[Records for processing]
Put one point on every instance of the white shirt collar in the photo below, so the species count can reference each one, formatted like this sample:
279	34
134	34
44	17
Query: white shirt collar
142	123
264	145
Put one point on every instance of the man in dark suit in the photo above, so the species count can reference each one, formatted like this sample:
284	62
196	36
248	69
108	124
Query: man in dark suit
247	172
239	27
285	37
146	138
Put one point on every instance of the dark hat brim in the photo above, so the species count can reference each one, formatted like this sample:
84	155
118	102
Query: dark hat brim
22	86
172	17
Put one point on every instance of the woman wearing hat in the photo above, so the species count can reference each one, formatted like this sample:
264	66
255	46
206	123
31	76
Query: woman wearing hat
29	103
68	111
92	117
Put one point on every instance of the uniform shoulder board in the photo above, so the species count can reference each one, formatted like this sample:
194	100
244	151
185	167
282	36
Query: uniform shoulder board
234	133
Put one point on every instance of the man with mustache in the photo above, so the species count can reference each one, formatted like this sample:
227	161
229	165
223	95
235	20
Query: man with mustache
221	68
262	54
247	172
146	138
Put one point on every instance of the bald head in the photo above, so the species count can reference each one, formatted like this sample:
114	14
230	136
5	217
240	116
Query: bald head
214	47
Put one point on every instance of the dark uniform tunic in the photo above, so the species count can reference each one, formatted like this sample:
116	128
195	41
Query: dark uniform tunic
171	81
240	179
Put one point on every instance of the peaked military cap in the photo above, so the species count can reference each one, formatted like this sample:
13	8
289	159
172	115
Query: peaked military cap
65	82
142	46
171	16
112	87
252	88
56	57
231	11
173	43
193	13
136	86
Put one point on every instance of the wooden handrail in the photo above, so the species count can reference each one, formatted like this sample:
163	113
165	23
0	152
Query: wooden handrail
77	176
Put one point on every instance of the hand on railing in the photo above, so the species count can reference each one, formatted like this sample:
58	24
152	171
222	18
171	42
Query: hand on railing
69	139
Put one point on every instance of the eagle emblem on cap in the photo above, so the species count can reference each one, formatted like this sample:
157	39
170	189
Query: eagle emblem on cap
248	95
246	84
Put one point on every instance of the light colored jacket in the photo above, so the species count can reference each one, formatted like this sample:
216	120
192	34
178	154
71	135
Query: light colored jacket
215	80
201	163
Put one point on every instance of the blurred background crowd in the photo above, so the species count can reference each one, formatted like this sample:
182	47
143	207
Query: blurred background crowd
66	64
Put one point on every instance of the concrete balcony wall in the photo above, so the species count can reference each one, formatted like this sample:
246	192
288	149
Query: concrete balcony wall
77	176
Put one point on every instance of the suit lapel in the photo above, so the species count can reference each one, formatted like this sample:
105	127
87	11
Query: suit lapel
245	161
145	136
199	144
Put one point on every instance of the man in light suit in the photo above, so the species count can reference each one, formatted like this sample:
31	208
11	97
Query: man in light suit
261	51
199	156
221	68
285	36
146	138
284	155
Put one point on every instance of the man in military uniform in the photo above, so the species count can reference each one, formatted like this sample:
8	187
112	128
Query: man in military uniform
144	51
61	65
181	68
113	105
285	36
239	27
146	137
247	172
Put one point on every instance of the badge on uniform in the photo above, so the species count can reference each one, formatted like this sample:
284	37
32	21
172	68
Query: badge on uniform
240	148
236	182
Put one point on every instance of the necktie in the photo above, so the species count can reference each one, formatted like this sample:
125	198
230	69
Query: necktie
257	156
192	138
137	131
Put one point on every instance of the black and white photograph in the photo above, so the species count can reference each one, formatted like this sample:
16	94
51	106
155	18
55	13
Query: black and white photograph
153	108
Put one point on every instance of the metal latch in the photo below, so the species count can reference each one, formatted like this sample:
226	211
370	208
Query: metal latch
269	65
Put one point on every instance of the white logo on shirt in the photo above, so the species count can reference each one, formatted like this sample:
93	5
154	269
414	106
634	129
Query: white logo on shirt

[Problem to solve]
Turn the lines from the one containing "Put one point on every instance of the metal" through the final line of the items, inclusive, into a numbered list, skipping any blank lines.

[Output for this exercise]
1. Put one point on every instance of the metal latch in the photo below, so the species count can reference each one, formatted like this sample:
2. 226	211
3. 370	208
4. Query: metal latch
5. 269	65
6. Put one point on every instance of the white logo on shirt in the photo above, so the species count can reference each one, formatted like this sample:
7. 93	5
8. 154	269
9. 414	106
10. 634	129
11. Query: white logo on shirt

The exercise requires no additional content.